*** Data provided

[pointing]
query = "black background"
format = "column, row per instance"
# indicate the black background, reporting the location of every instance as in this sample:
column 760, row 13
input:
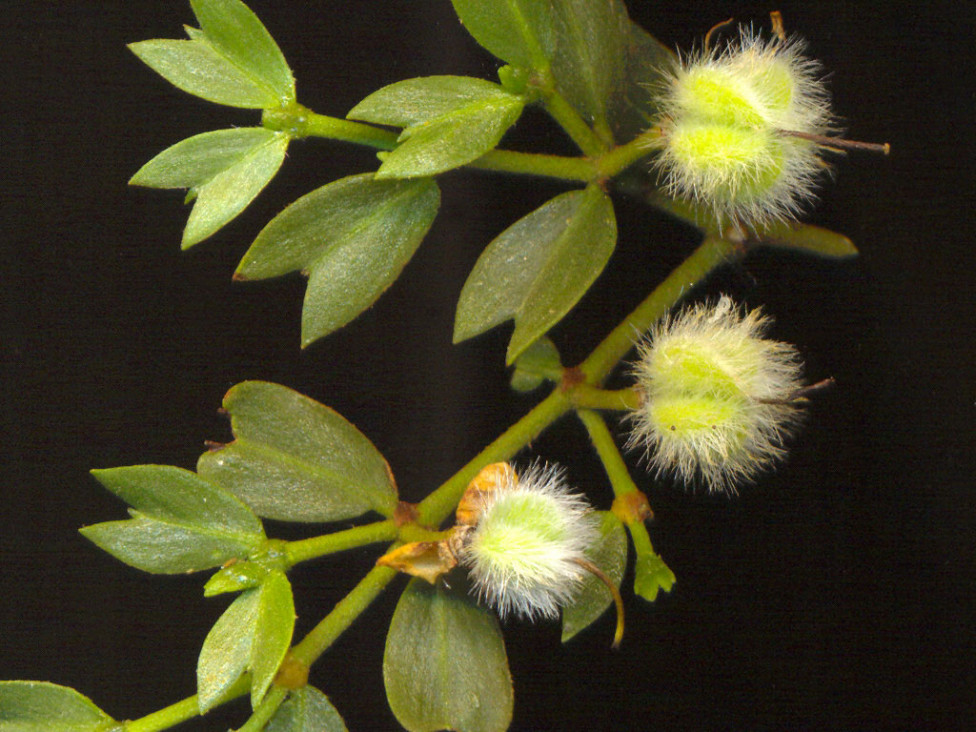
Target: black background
column 837, row 593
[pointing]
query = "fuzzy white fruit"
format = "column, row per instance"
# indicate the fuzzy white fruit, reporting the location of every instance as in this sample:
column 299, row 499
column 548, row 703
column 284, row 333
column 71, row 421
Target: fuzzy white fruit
column 526, row 548
column 717, row 396
column 729, row 123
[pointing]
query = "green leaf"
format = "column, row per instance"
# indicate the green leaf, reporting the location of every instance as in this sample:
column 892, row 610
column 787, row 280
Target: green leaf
column 449, row 120
column 226, row 650
column 517, row 31
column 445, row 665
column 590, row 54
column 414, row 101
column 610, row 555
column 169, row 493
column 538, row 362
column 651, row 575
column 241, row 38
column 38, row 706
column 808, row 239
column 451, row 141
column 198, row 68
column 181, row 523
column 294, row 459
column 353, row 237
column 253, row 634
column 632, row 108
column 238, row 576
column 224, row 170
column 273, row 629
column 537, row 269
column 229, row 192
column 306, row 710
column 160, row 547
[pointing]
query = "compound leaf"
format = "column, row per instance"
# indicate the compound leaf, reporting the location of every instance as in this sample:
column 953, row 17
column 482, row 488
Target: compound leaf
column 610, row 555
column 294, row 459
column 537, row 269
column 352, row 237
column 306, row 710
column 519, row 32
column 198, row 68
column 36, row 706
column 224, row 169
column 590, row 53
column 449, row 120
column 180, row 522
column 241, row 38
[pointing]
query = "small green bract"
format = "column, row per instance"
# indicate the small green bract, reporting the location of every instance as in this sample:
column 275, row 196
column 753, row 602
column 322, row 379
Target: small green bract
column 717, row 396
column 524, row 552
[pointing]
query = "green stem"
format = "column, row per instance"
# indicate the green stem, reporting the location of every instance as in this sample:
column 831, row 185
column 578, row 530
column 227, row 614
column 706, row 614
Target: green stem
column 609, row 453
column 620, row 158
column 317, row 546
column 299, row 122
column 710, row 254
column 585, row 396
column 342, row 616
column 581, row 170
column 439, row 504
column 266, row 709
column 182, row 710
column 574, row 125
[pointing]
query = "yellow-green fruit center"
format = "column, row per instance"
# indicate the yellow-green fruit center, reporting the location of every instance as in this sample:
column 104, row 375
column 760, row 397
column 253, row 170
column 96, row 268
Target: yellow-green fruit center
column 731, row 163
column 521, row 525
column 686, row 417
column 685, row 368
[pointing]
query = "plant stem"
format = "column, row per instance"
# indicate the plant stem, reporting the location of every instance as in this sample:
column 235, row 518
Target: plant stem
column 572, row 123
column 585, row 396
column 182, row 710
column 609, row 453
column 438, row 505
column 622, row 157
column 317, row 546
column 342, row 616
column 266, row 709
column 581, row 170
column 299, row 122
column 711, row 253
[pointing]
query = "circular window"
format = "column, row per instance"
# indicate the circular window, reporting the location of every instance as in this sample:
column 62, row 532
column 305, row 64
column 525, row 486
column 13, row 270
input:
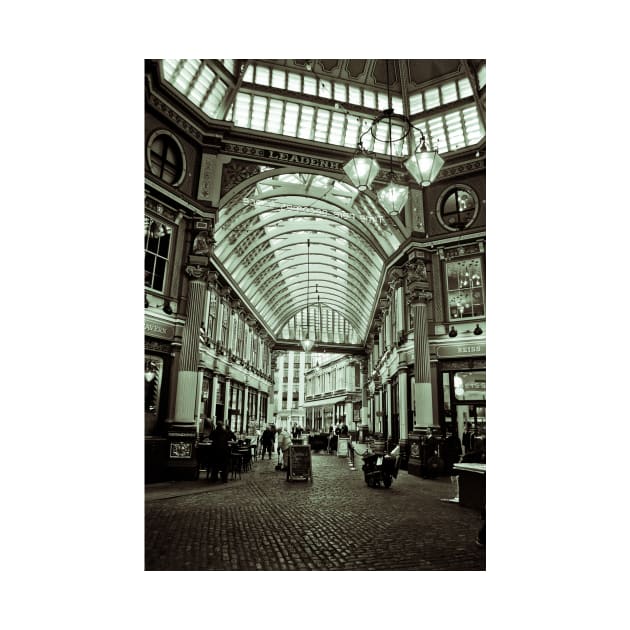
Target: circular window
column 458, row 207
column 166, row 158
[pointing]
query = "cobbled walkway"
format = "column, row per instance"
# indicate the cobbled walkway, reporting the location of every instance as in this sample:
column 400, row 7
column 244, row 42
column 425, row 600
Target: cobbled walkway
column 334, row 523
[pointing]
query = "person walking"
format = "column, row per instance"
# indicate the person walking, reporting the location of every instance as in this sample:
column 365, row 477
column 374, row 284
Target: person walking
column 284, row 442
column 220, row 439
column 267, row 441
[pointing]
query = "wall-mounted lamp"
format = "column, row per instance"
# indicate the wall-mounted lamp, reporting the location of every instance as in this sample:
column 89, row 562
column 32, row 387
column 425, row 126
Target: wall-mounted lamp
column 423, row 165
column 150, row 369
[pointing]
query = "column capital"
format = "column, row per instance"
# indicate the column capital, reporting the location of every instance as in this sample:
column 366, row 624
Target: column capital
column 419, row 296
column 212, row 278
column 197, row 272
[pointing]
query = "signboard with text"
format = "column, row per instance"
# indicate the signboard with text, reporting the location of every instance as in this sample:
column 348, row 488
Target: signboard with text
column 461, row 350
column 300, row 465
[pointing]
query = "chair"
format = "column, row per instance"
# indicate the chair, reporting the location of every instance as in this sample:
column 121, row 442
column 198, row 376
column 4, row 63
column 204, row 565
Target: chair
column 236, row 464
column 246, row 458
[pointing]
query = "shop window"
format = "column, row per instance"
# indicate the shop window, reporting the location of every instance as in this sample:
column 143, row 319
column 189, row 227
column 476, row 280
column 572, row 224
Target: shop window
column 153, row 371
column 470, row 385
column 166, row 157
column 157, row 242
column 458, row 207
column 465, row 290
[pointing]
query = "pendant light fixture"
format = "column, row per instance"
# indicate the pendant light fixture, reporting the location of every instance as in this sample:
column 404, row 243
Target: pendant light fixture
column 394, row 196
column 307, row 342
column 423, row 165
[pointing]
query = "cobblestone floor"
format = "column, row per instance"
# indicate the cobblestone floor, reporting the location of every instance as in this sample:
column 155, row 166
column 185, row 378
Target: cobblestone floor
column 263, row 522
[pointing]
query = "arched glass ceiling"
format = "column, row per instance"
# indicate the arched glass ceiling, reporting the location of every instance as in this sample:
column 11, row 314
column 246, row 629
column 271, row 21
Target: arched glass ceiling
column 296, row 104
column 261, row 241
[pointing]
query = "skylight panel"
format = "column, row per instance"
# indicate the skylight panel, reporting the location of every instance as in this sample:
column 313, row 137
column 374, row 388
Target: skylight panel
column 262, row 75
column 249, row 74
column 341, row 92
column 432, row 98
column 383, row 102
column 464, row 88
column 169, row 66
column 321, row 125
column 310, row 86
column 274, row 117
column 352, row 131
column 449, row 92
column 369, row 98
column 336, row 128
column 259, row 113
column 186, row 74
column 437, row 133
column 455, row 131
column 230, row 65
column 481, row 75
column 355, row 95
column 241, row 109
column 291, row 113
column 307, row 115
column 325, row 89
column 278, row 78
column 415, row 103
column 214, row 99
column 294, row 82
column 472, row 125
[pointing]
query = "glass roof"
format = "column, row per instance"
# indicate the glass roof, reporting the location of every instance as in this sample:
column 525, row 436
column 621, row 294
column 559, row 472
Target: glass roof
column 263, row 235
column 302, row 105
column 264, row 229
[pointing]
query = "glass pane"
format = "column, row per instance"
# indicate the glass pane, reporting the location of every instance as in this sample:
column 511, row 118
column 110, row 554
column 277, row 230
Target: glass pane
column 470, row 385
column 278, row 79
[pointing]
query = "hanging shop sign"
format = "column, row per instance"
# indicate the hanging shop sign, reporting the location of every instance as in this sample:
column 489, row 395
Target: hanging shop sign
column 280, row 156
column 460, row 350
column 154, row 328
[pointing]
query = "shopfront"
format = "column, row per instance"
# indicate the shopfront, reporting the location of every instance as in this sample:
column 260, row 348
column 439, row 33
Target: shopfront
column 462, row 390
column 157, row 365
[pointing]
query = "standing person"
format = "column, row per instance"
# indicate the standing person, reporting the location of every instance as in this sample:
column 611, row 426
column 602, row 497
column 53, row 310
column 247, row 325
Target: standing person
column 267, row 440
column 220, row 439
column 452, row 450
column 284, row 442
column 467, row 438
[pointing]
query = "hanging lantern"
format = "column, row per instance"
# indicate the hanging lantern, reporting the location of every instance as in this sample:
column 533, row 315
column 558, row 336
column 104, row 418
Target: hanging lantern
column 424, row 165
column 362, row 170
column 393, row 197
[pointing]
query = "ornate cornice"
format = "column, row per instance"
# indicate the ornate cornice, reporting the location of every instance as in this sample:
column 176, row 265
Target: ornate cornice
column 175, row 117
column 197, row 272
column 464, row 167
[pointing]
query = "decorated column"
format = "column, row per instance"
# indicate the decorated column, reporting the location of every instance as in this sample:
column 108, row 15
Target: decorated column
column 419, row 296
column 183, row 429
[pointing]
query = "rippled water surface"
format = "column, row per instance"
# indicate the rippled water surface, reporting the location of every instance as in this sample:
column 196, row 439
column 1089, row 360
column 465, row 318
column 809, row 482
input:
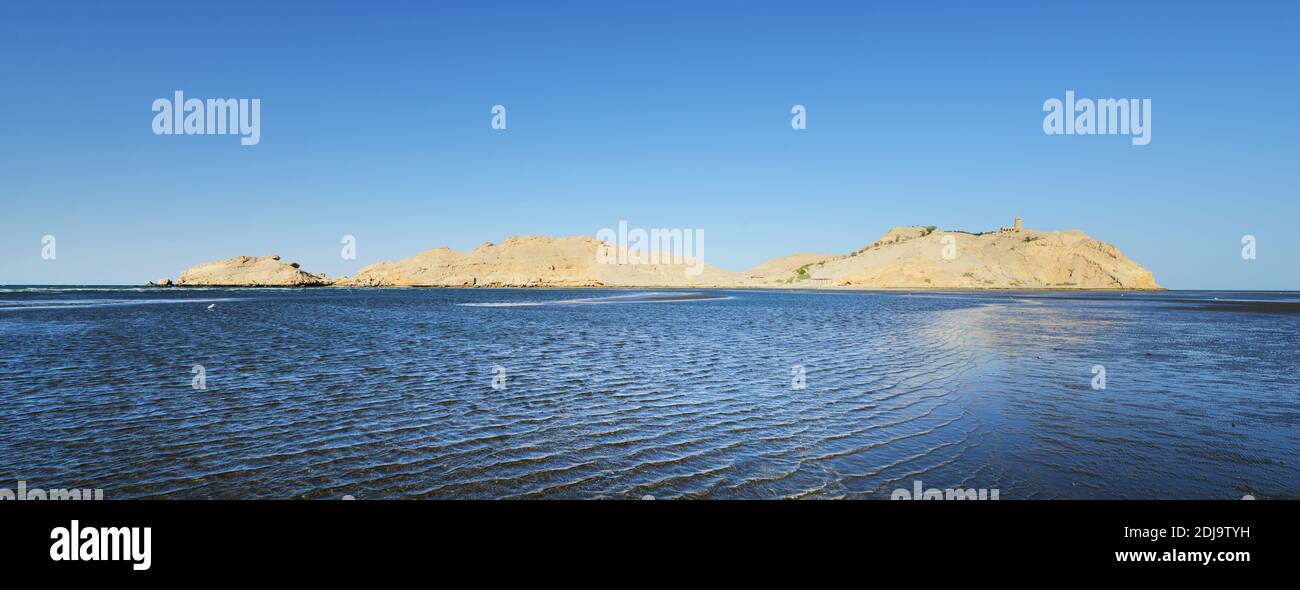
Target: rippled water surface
column 622, row 394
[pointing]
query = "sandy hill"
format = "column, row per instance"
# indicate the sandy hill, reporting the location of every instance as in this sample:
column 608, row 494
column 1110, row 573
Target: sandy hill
column 532, row 261
column 905, row 257
column 250, row 272
column 914, row 257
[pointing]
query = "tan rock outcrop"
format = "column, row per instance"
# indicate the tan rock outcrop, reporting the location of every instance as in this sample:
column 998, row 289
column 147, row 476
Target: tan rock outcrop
column 250, row 272
column 914, row 257
column 536, row 261
column 905, row 257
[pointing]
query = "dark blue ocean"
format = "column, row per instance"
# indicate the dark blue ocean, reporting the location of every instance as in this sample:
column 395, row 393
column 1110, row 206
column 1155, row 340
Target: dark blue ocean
column 380, row 394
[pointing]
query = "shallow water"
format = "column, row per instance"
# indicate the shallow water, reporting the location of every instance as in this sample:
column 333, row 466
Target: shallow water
column 389, row 393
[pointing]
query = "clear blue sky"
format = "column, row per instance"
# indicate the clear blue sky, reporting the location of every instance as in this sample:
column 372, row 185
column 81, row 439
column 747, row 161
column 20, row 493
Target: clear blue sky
column 376, row 122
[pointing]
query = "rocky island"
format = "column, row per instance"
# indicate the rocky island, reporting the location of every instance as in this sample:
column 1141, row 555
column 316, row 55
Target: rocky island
column 905, row 257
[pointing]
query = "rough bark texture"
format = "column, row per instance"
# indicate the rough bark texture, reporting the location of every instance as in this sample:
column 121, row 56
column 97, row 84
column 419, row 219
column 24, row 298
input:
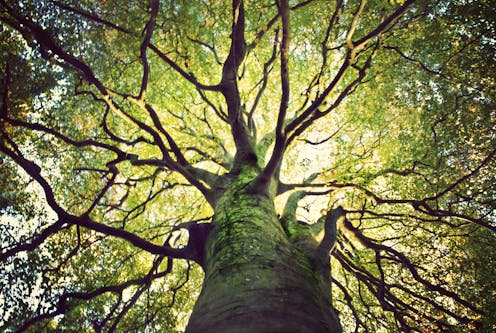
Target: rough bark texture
column 256, row 280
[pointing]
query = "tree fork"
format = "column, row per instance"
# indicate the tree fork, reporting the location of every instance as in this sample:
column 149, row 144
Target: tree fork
column 256, row 279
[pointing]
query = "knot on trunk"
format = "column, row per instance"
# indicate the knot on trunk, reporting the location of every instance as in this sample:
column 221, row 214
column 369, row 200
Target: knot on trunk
column 315, row 240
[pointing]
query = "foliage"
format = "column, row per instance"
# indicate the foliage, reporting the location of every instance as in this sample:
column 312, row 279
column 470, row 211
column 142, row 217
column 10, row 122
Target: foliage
column 116, row 123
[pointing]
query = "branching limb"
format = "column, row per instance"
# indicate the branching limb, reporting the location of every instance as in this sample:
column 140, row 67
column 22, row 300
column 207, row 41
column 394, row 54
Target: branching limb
column 273, row 165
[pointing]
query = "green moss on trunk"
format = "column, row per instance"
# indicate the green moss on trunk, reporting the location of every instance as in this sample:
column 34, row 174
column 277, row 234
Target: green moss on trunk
column 255, row 279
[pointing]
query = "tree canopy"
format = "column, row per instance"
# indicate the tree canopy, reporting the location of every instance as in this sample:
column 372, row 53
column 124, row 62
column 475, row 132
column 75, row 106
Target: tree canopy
column 117, row 123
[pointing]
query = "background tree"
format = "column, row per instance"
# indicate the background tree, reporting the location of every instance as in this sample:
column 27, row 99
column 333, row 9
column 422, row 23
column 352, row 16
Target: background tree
column 131, row 135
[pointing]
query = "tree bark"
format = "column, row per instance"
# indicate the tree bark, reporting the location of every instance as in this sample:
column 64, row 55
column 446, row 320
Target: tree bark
column 256, row 280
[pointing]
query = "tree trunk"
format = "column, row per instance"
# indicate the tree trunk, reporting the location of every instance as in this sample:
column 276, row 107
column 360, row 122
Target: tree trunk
column 256, row 280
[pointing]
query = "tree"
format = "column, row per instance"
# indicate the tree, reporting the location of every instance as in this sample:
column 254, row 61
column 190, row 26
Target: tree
column 274, row 152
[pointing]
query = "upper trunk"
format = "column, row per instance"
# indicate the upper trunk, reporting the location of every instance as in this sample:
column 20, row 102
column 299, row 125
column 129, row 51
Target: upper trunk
column 256, row 280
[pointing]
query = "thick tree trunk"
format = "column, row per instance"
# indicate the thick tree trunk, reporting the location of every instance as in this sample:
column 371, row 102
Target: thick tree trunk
column 256, row 280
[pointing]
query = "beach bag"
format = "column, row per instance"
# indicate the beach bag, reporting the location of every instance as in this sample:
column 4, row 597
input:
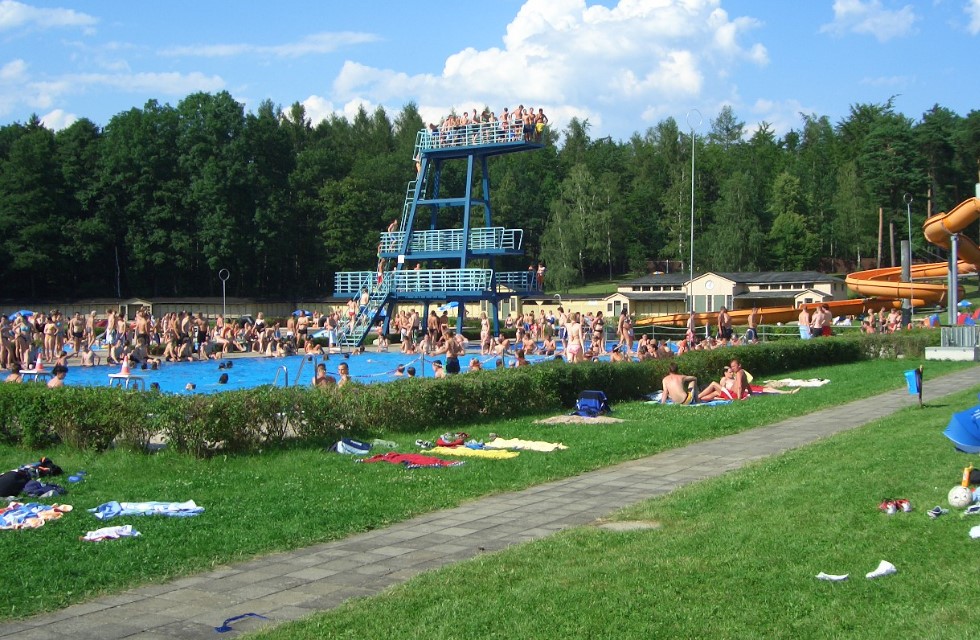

******

Requirements: Repeat the data word for word, from its first line up to and including the line with "column 729, row 123". Leave the pictures out.

Task result:
[pointing]
query = "black background"
format = "column, row per instance"
# indicate the black background, reporting the location of every instance as in this sample:
column 760, row 13
input:
Target: black background
column 837, row 593
[pointing]
query = "fuzzy white fruit"
format = "column, row per instance"
# indicate the fuzzy white fruit, reporting the location of every instance as in this sample:
column 299, row 499
column 548, row 703
column 284, row 333
column 71, row 421
Target: fuzzy white fruit
column 526, row 548
column 717, row 396
column 729, row 123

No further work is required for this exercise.